▶ **Stated problem**:
The records below must be written out exactly, with every picture left behind.

* begin *

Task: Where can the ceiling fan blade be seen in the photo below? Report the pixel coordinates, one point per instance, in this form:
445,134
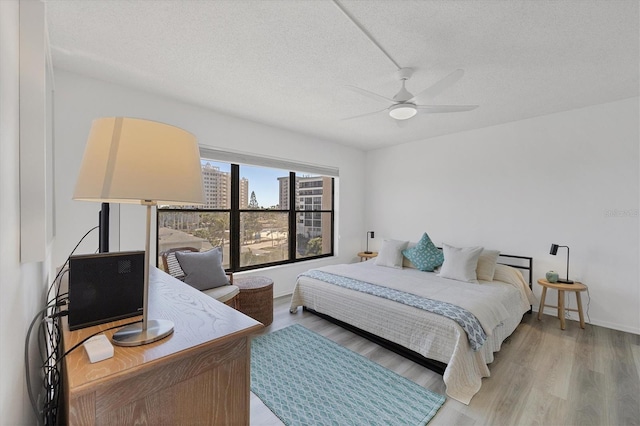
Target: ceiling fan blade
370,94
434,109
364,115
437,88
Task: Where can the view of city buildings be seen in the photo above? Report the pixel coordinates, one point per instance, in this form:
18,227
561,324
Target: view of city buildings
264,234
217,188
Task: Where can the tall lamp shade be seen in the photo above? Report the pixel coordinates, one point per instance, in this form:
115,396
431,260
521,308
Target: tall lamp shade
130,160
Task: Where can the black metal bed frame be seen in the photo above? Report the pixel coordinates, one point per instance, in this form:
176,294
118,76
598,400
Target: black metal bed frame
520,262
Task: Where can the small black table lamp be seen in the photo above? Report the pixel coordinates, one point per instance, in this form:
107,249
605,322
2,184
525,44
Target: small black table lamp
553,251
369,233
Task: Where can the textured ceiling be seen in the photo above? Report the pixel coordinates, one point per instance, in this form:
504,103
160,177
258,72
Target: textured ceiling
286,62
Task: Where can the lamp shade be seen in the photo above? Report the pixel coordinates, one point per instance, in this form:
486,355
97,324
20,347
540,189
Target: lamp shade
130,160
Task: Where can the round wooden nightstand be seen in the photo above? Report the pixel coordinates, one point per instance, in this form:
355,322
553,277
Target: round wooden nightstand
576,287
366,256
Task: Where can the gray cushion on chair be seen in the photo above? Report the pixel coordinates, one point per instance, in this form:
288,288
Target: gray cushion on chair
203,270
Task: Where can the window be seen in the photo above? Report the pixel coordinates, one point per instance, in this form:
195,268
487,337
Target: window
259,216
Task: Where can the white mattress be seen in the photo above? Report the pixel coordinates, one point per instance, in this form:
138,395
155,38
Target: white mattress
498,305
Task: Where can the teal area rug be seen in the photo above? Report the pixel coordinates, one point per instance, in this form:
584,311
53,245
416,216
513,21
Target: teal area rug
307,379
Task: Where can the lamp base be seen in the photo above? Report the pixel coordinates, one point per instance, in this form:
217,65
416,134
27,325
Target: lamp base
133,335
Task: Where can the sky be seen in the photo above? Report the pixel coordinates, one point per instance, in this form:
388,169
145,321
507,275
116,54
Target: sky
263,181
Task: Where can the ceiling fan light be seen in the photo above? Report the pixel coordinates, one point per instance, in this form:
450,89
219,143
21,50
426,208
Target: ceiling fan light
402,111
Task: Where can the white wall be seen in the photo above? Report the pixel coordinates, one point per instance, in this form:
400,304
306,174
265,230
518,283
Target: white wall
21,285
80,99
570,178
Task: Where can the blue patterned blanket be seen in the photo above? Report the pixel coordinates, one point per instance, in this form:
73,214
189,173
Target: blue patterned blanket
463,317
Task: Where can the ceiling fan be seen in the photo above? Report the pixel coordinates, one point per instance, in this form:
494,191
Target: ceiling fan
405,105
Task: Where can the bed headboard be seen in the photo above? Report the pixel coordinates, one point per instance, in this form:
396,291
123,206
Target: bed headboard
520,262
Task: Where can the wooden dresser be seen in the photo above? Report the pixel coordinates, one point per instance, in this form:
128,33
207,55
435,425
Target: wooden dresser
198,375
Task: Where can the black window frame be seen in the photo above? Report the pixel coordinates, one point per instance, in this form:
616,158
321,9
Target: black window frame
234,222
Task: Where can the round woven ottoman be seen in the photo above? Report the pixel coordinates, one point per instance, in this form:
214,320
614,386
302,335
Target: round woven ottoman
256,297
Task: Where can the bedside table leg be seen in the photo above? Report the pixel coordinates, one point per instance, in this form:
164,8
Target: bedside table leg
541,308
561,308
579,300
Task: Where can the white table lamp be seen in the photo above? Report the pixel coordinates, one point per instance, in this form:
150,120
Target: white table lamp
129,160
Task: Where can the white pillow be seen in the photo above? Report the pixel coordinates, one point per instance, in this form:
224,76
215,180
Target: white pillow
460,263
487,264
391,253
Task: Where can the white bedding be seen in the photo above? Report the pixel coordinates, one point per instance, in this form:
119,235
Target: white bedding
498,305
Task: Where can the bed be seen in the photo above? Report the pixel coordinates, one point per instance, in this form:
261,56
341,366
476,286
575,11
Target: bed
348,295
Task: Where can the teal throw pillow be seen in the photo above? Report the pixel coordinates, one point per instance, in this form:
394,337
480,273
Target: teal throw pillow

* end *

▶ **Solution for this task**:
Task: Where can the ceiling fan blade be seen in the photo below? Report the pixel coordinates, one point per instance, in this form:
445,134
Target: ceiling fan blade
370,94
434,109
364,115
437,88
Task: Where can the view of city buildings be seen in the photo above? Report the pixel coordinates, one point per instance, in this form:
18,227
561,324
Target: view of city buildings
264,234
217,188
Task: Where can the tall lamp shade be seen in the photo above? Report the pixel coordinates, one point per instance, in this form:
115,396
431,260
521,308
Target: tall lamp shade
130,160
Task: Where can the black metal bed frame be seen in the photo above? Report the pixel coordinates, one point per instance, in this form:
176,294
118,76
598,400
Target: black metal bed frame
520,262
Task: Where can the small black table lamp be seen in the photo above? Report the pixel coordinates, one point per instance, in this form:
107,249
605,322
2,184
525,44
Target: small black table lamp
553,251
369,233
Task: Where can the textured ceiling be seen in the photo above? Report the pixel coordinates, one point per instance, in this form:
504,103
160,177
258,72
Target: textured ceiling
286,62
Task: Where can the lamp shade be seen in the photo above? Report the pixel coordinates, one point per instance, in this form:
486,355
97,324
20,347
540,189
Target: lamp shade
130,160
Task: Where can the round wooden nightstand be seen in the photo above? Report the pixel coordinates, one point per instance, in this form:
355,322
553,277
Target: round wooden nightstand
576,287
366,256
Task: Where can the gray cushion on chair be seen in the photo above? Report the pixel coordinates, one point per instance, in this form:
288,288
Target: gray cushion on chair
203,270
Task: Where can the window be seen in the photo above? Report the pixel coordinates, one point per instance, in this form:
195,268
487,337
Target: window
259,216
Task: Where can the white mattress be seen in the photo above? Report the pixel coordinates, one point per instance, in this form:
138,395
155,38
Target: white mattress
498,305
Task: Where can the teal area rug be seen in the photo above? Report the pixel coordinates, one point per instance, in this form:
584,311
53,245
416,216
513,21
Target: teal area rug
307,379
Task: Where can the lamp base be seen in the photo above? Report the pixel coordinates, one point per instance, in this form:
217,65
416,134
27,325
Target: lamp base
133,335
Task: Where can the sky be seen in the photo above? Report the pixel coordinates, one point per instance, in this form:
388,169
145,321
507,275
116,54
Target: sky
263,181
Task: Where can the ceiling fan light be seen in the photo above? Report the pixel coordinates, one point per instance, in this form:
450,89
219,143
21,50
426,208
Target: ceiling fan light
402,111
Task: Where can the white wall be seen in the photo above? Report the pixel coordinates, one point per instance, in this form:
400,304
306,174
265,230
518,283
Target: white wall
21,285
80,99
570,178
Task: Where can the blue patterned blanket be seen in the photo above? Report the pixel coordinates, one point per instance, in this form:
73,214
189,173
Target: blue patterned blanket
463,317
Task: Where can the ceiling fan be seen in the photo above? Report the pixel coordinates, one point per instance, in this form:
494,191
Target: ceiling fan
405,105
Task: Where can the bed headboard be seen in the photo above? Report the pixel coordinates, one point per instance, in this form:
396,291
123,206
Target: bed headboard
520,262
Task: Where can the wooden dresser be seen in the photo above? Report the pixel coordinates, one point per instance, in this form:
128,33
207,55
435,425
Target: wooden dresser
198,375
Task: Where can the black window frame be seen in the photo above? Report the pixel coordinates, one point per instance, in this form:
616,158
321,9
Target: black window frame
234,222
Task: Where can the round woven ottoman be seen in the photo above? Report the pixel coordinates, one point per instance, in this form:
214,320
614,386
302,335
Target: round woven ottoman
256,297
Task: Where can the bedside table leg be seen in the photo above? Report the pixel coordinates, one point per instance, in this form:
164,8
Target: bedside table leg
541,308
561,308
579,300
Task: Where can the white table lamp be seen in the photo above? Report the pixel coordinates, one point per instance, in this form:
150,120
Target: white table lamp
129,160
Task: Where can the white pillow be seen in the photo above? Report the pixel coordinates, one point per instance, in this form:
224,76
215,180
Target: white pillow
460,263
487,264
391,253
Task: Where can the white bedding be seen in the photo above? Report the pixel coordinates, one point per instance, in this form:
119,235
Target: white bedding
498,305
Task: Where can the bed be seen in the photo above? Report the pixel coordinates, one point per instance, in this form:
261,56
341,366
476,286
575,11
Target: bed
348,295
Task: Where can the teal throw pillow be seen in the photo above? Report the pixel coordinates, one point per instance, in this form:
394,337
480,273
Target: teal throw pillow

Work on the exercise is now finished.